*To be done*
Write the records out again, keeping each line exactly as it is.
== Material shown
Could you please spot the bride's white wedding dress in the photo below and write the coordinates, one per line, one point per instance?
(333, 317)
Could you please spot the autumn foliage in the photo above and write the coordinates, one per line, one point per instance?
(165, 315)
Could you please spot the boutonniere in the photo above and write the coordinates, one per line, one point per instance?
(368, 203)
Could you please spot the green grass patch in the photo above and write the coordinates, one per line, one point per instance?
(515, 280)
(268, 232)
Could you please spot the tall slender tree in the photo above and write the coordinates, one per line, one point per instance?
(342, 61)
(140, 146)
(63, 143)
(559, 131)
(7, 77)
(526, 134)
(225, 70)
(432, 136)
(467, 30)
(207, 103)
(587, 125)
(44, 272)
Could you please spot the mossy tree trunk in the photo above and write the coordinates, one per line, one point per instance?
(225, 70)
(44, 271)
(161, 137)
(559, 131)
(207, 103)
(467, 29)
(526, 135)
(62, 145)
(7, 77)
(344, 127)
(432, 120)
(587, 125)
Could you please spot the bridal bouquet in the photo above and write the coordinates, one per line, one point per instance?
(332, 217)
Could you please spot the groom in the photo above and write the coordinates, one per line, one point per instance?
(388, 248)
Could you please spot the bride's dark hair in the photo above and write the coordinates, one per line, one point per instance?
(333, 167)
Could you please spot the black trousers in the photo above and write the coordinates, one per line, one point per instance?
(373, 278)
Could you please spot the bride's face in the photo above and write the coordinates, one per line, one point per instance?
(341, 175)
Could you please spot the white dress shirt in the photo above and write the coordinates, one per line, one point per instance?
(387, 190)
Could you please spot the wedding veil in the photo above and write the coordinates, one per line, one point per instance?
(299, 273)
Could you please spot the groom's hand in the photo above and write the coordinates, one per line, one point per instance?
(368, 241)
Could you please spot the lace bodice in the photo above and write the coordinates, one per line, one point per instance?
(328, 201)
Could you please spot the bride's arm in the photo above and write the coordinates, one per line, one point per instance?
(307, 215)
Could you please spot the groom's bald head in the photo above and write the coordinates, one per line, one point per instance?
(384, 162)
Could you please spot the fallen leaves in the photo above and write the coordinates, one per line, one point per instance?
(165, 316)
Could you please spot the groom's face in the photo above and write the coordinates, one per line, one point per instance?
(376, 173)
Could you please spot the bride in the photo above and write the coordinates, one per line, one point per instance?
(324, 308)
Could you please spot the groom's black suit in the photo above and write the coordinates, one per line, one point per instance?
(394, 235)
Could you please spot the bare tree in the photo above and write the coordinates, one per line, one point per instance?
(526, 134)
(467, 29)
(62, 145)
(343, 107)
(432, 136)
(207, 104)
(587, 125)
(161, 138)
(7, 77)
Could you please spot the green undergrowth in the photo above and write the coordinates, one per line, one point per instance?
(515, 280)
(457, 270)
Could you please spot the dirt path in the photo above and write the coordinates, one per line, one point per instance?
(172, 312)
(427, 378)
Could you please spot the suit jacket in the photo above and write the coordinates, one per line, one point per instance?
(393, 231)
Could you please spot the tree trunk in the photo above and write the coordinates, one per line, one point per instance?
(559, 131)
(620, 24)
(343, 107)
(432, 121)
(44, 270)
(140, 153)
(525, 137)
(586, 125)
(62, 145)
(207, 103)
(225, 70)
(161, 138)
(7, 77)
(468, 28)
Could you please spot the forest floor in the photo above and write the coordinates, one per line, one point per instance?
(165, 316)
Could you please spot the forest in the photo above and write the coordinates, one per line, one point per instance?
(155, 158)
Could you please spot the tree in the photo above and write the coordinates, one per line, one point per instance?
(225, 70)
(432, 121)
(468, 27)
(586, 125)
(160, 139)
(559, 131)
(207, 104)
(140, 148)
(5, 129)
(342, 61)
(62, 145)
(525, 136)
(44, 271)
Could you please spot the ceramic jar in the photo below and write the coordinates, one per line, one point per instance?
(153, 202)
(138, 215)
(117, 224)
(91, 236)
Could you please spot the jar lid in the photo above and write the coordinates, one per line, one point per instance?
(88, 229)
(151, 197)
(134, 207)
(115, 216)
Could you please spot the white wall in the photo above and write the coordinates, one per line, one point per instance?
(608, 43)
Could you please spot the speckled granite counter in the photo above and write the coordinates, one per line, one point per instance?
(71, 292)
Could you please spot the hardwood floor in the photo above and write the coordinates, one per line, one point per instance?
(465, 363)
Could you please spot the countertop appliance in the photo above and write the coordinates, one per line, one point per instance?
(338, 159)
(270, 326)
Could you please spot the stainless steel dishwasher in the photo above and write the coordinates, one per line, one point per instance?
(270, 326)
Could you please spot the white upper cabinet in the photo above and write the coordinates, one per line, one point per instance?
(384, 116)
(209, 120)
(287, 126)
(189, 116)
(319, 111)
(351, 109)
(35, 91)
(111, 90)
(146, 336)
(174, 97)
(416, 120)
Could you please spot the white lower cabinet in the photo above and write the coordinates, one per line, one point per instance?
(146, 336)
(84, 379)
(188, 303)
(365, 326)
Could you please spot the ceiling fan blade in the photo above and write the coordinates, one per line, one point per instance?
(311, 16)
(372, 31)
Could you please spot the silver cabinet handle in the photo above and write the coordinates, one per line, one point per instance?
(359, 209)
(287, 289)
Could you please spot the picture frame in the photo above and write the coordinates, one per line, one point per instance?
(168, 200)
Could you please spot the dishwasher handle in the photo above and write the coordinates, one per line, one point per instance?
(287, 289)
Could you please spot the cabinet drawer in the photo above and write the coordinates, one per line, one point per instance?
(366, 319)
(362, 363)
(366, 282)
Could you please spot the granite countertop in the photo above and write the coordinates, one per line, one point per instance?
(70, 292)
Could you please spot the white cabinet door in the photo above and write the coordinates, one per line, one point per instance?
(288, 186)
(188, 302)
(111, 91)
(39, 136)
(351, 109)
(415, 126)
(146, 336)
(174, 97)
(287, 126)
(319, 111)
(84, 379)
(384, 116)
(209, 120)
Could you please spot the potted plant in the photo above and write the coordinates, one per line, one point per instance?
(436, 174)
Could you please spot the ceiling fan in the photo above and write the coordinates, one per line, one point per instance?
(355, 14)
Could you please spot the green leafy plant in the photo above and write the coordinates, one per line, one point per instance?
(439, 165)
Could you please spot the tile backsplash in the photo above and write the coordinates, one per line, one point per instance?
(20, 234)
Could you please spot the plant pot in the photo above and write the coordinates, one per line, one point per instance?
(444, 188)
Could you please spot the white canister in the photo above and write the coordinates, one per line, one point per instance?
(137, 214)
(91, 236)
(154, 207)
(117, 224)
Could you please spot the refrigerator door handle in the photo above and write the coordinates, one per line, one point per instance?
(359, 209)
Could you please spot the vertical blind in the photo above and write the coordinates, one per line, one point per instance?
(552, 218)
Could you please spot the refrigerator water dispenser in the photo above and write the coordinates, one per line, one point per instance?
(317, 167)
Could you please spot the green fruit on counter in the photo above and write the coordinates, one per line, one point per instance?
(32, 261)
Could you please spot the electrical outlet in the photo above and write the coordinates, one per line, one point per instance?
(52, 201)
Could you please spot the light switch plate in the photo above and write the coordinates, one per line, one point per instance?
====
*Answer below*
Could you please spot the bride's white wedding dress in the photo below and write the coordinates, one per line, one point per instance?
(333, 317)
Could you please spot the autumn foliage in the photo above and write the coordinates, one per line, one point per instance?
(165, 315)
Could you please spot the boutonniere in the photo above and write the coordinates, one per line, one point per instance?
(368, 203)
Could you please spot the green grass patch in the photo above and write the coordinates, one per line, one point per instance?
(515, 280)
(268, 232)
Could you please spot the tall slender tree in the photo above and write the coordinates, one per line, one point per instance?
(342, 61)
(140, 146)
(63, 143)
(559, 131)
(7, 77)
(526, 134)
(225, 70)
(432, 136)
(467, 30)
(207, 103)
(587, 125)
(44, 272)
Could you please spot the mossy tree trunk in the photo above and write the coordinates, one per line, one point per instance?
(225, 70)
(44, 271)
(161, 137)
(559, 131)
(207, 103)
(467, 29)
(526, 135)
(62, 145)
(7, 77)
(344, 127)
(432, 120)
(587, 125)
Could you please spot the bridal bouquet in the photo above and write the coordinates, one per line, one point per instance?
(332, 217)
Could you please spot the groom in the photo above and write the coordinates, one per line, one point per instance?
(388, 248)
Could you please spot the bride's dark hair in the photo above and write the coordinates, one per line, one point per instance?
(333, 167)
Could you please spot the black trousers in the photo above and write the coordinates, one per line, one point per instance?
(373, 278)
Could you please spot the bride's face in the photo above and write the coordinates, one per line, one point per instance?
(341, 175)
Could you please spot the white dress shirt in the photo above and write the coordinates, one per line, one point per instance?
(387, 190)
Could you please spot the wedding veil in the photo above and write the coordinates, one per line, one point per instance?
(299, 273)
Could you please spot the groom's hand in the photo above and write the coordinates, one per line, one point per instance?
(368, 241)
Could you please spot the lace bodice in the photo above and write the coordinates, one per line, one point per instance?
(328, 201)
Could you please spot the bride's arm in the photo above and write the coordinates, one per line, one point per instance?
(307, 215)
Could you please spot the groom's bald head in the photo above and write the coordinates, one per line, one point per instance?
(384, 162)
Could you please spot the fallen leaves in the photo above and write the coordinates, one per line, one point per instance?
(165, 316)
Could you please spot the groom's face in the photo above and write the coordinates, one per line, one point per instance?
(376, 173)
Could you please spot the bride in the photo above and write the coordinates, one per line, one point per instance?
(324, 308)
Could you please spot the groom's black suit in the photo above and write the coordinates, one per line, one point per instance?
(394, 235)
Could you please spot the bare tree in the photo above and write the coordinates, one per line, one point per instance?
(526, 134)
(467, 29)
(62, 145)
(343, 107)
(432, 136)
(207, 104)
(587, 125)
(161, 138)
(7, 77)
Could you please spot the green undergrowth in the photo above and write the coordinates, one per line, one point per instance?
(515, 280)
(457, 270)
Could you please spot the dirt path in the photo above and write the coordinates, one per line, one point per instance?
(172, 312)
(427, 378)
Could you please spot the suit jacket in the photo above and write the coordinates, one per line, one point per instance?
(393, 231)
Could you please spot the tree trunk in the photo above and write the coordinates, one per line, one point per instance?
(559, 131)
(620, 24)
(343, 107)
(432, 121)
(44, 270)
(140, 153)
(525, 137)
(586, 125)
(62, 145)
(207, 103)
(225, 70)
(161, 138)
(7, 77)
(468, 28)
Could you please spot the forest floor in the photo above and write the coordinates, one per line, one point per instance?
(165, 316)
Could you please spot the forest in the photo above and write the coordinates, one per line, one point per instance?
(155, 158)
Could you please spot the tree in the photo above and write the coordinates, one per line, one point per instance?
(225, 70)
(432, 121)
(468, 27)
(586, 125)
(160, 139)
(559, 131)
(207, 104)
(140, 148)
(5, 129)
(342, 61)
(62, 145)
(525, 136)
(44, 271)
Could you please spot the ceramic jar in the photo below and write the coordinates, one per line, one point per instance?
(153, 202)
(138, 215)
(117, 224)
(91, 236)
Could you please spot the jar lid in the photo above and write the coordinates, one per line, one point per instance?
(88, 229)
(151, 197)
(134, 207)
(115, 216)
Could you please spot the white wall in the photo above and write the coordinates, one per line, one point per instance?
(608, 43)
Could you please spot the speckled granite counter in the photo above and write the coordinates, one per line, one point per instance?
(71, 292)
Could you please spot the hardwood floor in the photo above and write the coordinates, one per line, one point per instance?
(465, 363)
Could you please spot the countertop appliance in the photo above and write the coordinates, one per line, one point per instance?
(338, 159)
(270, 326)
Could you please spot the stainless steel dishwasher in the photo above and write the coordinates, one per line, one point per instance?
(270, 326)
Could you please spot the white upper cabinet in the photo above and write the coordinates, one per line, one point per instance?
(384, 116)
(209, 120)
(287, 126)
(189, 116)
(319, 111)
(351, 109)
(35, 91)
(111, 90)
(146, 336)
(174, 97)
(416, 120)
Could you please spot the white lower cabinet in the photo above and write the coordinates, one per line, one point per instance?
(146, 336)
(84, 379)
(188, 303)
(365, 326)
Could you please spot the ceiling fan blade in the photo above and write the coordinates, one per line, one point per instance?
(311, 16)
(372, 31)
Could you please spot the silver cabinet handle in the photo above and write the coordinates, one per line, one point per instance?
(359, 209)
(287, 289)
Could you please spot the picture frame in the photo above and write the coordinates, one per line, one point per instance?
(168, 200)
Could you please spot the dishwasher handle in the photo above and write the coordinates, one per line, one point per instance?
(287, 289)
Could you please spot the cabinet drawer in the photo above and write the coordinates, one per line, one point per instance?
(366, 319)
(362, 363)
(366, 282)
Could you please spot the granite countertop in the photo above and write the coordinates, one per line, one point per instance?
(70, 292)
Could you please spot the white cabinet door in the photo above and write the coordinates, one per line, one point per instance?
(288, 186)
(188, 302)
(111, 91)
(39, 136)
(351, 109)
(415, 126)
(146, 336)
(174, 97)
(287, 126)
(319, 111)
(84, 379)
(384, 116)
(209, 120)
Could you please spot the potted plant in the photo above and write the coordinates, one per line, one point per instance?
(436, 174)
Could you please spot the ceiling fan in the photo above and write the coordinates, one per line, one point per instance?
(355, 14)
Could you please spot the green leafy plant in the photo above and write the coordinates, one per line, one point per instance?
(439, 165)
Could you please spot the tile backsplash in the photo above and write the coordinates, one per line, one point per instance?
(20, 234)
Could you please spot the plant pot in the photo above and write the coordinates, one per line, one point per instance?
(444, 188)
Could you please spot the white canister in the photo above and write the coordinates, one per line, one point per instance?
(137, 214)
(91, 236)
(154, 207)
(117, 224)
Could you please spot the refrigerator door handle in the photo above and write the coordinates, one per line, one point per instance?
(359, 209)
Could you please spot the vertical blind in the photo above and write the coordinates, one per line, one point per instance?
(552, 218)
Could you please spot the refrigerator water dispenser in the photo above and write the coordinates, one per line, one point per instance?
(317, 167)
Could you please spot the green fruit on counter in the photo above and write the coordinates, one per line, one point per instance?
(32, 261)
Could you please spot the electrical outlet in the photo above and write the coordinates, one per line, one point per instance?
(52, 201)
Could you please spot the light switch plate in the photo above and write the coordinates, one per line, one point per instance?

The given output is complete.